Instructions for the task:
Change every "Would you kindly" in the entries below to "Could you please" and leave all other text as it is.

Entries supplied:
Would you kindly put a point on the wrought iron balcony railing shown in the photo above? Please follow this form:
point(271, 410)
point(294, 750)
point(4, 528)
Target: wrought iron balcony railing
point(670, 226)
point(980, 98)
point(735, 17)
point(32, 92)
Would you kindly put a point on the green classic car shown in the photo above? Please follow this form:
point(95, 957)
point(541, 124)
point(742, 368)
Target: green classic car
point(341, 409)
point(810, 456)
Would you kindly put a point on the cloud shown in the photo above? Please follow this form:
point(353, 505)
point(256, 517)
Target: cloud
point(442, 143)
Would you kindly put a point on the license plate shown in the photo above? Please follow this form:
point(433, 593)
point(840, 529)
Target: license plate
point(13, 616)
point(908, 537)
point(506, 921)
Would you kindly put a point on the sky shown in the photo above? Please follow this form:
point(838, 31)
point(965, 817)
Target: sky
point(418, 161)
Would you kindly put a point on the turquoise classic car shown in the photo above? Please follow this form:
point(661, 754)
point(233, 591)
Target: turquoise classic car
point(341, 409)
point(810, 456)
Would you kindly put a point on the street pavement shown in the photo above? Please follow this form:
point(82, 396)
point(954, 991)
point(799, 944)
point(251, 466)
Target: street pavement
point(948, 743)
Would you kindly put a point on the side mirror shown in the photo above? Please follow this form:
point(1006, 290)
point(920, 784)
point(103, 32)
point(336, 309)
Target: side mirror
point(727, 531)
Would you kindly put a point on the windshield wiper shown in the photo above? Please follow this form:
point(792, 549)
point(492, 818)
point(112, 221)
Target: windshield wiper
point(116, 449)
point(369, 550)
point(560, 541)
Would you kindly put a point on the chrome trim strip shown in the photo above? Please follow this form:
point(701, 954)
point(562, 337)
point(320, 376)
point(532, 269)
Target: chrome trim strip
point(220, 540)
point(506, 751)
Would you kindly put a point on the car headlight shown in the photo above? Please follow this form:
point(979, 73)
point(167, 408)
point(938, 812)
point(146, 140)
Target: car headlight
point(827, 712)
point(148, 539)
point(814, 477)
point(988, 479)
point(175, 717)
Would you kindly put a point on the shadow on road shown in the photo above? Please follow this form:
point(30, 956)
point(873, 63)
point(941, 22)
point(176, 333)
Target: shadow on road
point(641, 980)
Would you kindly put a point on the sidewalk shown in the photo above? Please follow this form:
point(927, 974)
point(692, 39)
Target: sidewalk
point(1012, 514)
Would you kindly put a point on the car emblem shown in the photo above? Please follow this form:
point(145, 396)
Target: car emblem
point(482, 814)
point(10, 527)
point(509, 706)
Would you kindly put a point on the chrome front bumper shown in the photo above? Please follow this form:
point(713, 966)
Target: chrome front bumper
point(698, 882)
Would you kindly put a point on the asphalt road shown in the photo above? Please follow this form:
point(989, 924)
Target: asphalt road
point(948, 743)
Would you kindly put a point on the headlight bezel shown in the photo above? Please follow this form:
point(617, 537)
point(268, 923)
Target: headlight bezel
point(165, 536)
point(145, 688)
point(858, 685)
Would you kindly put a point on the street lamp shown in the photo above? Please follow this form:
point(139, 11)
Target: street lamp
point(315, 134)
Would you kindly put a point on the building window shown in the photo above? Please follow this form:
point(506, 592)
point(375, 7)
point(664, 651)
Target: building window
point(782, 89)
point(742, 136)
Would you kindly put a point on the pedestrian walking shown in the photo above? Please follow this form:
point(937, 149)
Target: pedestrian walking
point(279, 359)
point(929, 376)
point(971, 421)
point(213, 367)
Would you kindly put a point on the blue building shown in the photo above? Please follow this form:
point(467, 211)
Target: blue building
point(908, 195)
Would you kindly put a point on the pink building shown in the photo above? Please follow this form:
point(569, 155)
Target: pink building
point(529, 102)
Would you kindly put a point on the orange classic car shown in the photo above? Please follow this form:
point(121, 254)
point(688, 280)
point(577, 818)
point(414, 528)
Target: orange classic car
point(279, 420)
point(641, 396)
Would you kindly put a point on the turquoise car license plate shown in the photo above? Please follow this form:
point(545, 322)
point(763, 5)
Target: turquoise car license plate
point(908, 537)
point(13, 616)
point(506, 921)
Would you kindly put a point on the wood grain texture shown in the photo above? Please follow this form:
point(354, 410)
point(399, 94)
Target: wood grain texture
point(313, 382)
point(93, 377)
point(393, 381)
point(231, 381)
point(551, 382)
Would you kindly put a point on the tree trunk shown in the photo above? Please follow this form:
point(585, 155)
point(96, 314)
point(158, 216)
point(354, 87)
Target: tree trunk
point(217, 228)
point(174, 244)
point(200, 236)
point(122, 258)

Result:
Could you please put a point on the wrought iron balcony railing shown in the photo above? Please follow this form:
point(271, 410)
point(294, 750)
point(4, 528)
Target: wrought iron balcony railing
point(670, 226)
point(980, 98)
point(735, 17)
point(32, 92)
Could you please put a point on the green classic car shown in the photo above? Please follow this form:
point(95, 957)
point(541, 124)
point(742, 368)
Target: green classic car
point(341, 409)
point(810, 456)
Could you please put a point on the cloud shown in the photo above? Please follow this form:
point(353, 505)
point(256, 517)
Target: cloud
point(442, 143)
Could you please put a point on the license plate shown in the photo above? Please follow this form:
point(433, 593)
point(840, 529)
Target: license plate
point(13, 616)
point(908, 537)
point(506, 921)
Could you please put a point on the sky shown in the photo above? Please follow this form:
point(838, 31)
point(965, 817)
Target: sky
point(418, 161)
Could you please put a point on the turquoise classic car shown in the photo above? Please follow this form:
point(661, 754)
point(233, 591)
Target: turquoise classic car
point(341, 409)
point(810, 456)
Could you please put a point on the street pavement shown in the photo above? Please follow this form:
point(82, 396)
point(954, 991)
point(799, 944)
point(251, 466)
Target: street pavement
point(948, 743)
Could you please put a point on the side mirror shown in the photo above? Please follow this form:
point(1006, 290)
point(920, 784)
point(103, 32)
point(336, 309)
Target: side mirror
point(727, 531)
Could you please put a point on the windshield wiper shown in the photo above? Please follow this form:
point(792, 549)
point(492, 818)
point(112, 221)
Target: windshield wiper
point(116, 449)
point(369, 550)
point(560, 541)
Could you please put a point on the chrome trim strip shown in the photo above? Please follow this form:
point(701, 954)
point(562, 337)
point(320, 376)
point(532, 269)
Target: chrome trim strip
point(220, 540)
point(506, 751)
Could you please put a point on the car headlight shown in the photo above? Please follow this form:
point(979, 73)
point(167, 408)
point(938, 812)
point(146, 140)
Target: car headlight
point(827, 712)
point(148, 539)
point(814, 477)
point(988, 479)
point(175, 717)
Could you please put a point on the shadow on road shown in the photo above? Please follow this form:
point(30, 956)
point(873, 63)
point(941, 22)
point(176, 333)
Target: shadow on road
point(641, 980)
Could you please put a point on the sidewalk shown in the photo above? Please follow this form:
point(927, 974)
point(692, 39)
Target: sidewalk
point(1012, 514)
Could you please put a point on the car emblem shown in the photo above? Please follow this form:
point(145, 396)
Target: car emblem
point(482, 814)
point(10, 527)
point(509, 706)
Could you please put a point on the chrome front bumper shown in the photo above? Please follow this form:
point(713, 966)
Target: chrome front bumper
point(698, 882)
Could you please put a point on the asphalt road shown in the photo above? Please follow this form:
point(989, 924)
Target: asphalt road
point(948, 743)
Could you please put a point on the headlight bezel shown in the photo above? Please follow this form:
point(617, 537)
point(268, 923)
Target: headlight bezel
point(165, 536)
point(145, 688)
point(858, 685)
Could you please put a point on the street lamp shown in the photo above? Please follow this form:
point(139, 11)
Target: street lamp
point(315, 134)
Could you please put a point on the building window shown in the photo above? Please follow this form:
point(506, 592)
point(375, 7)
point(664, 651)
Target: building window
point(782, 89)
point(742, 136)
Could you please put a point on the pedestrian walking shown in the photo above? Please follow this form:
point(937, 149)
Target: pedestrian walking
point(279, 359)
point(929, 376)
point(971, 421)
point(213, 367)
Could you please put a point on the blue building shown in the photo above? Please follow this form:
point(467, 211)
Target: blue building
point(908, 195)
Could you please put a point on the pink building shown in the photo above? Please follow this form:
point(569, 155)
Target: pink building
point(529, 102)
Could you please put a point on the orange classic car shown in the photo above? Please follow this form:
point(121, 254)
point(688, 280)
point(577, 818)
point(414, 528)
Target: orange classic car
point(279, 420)
point(641, 396)
Could you please put a point on the turquoise car license plate shown in the photo above? Please follow this form:
point(545, 322)
point(763, 5)
Target: turquoise car license plate
point(908, 537)
point(13, 616)
point(506, 921)
Could you please put a point on the wood grain texture shown in the photo above? Please follow this form:
point(354, 410)
point(399, 94)
Target: wood grain texture
point(313, 382)
point(93, 377)
point(393, 381)
point(231, 381)
point(551, 382)
Could you please put a point on the tree trunk shown in the photo above? Please follow this form:
point(585, 155)
point(96, 314)
point(158, 216)
point(354, 87)
Target: tree trunk
point(217, 228)
point(174, 244)
point(200, 236)
point(122, 258)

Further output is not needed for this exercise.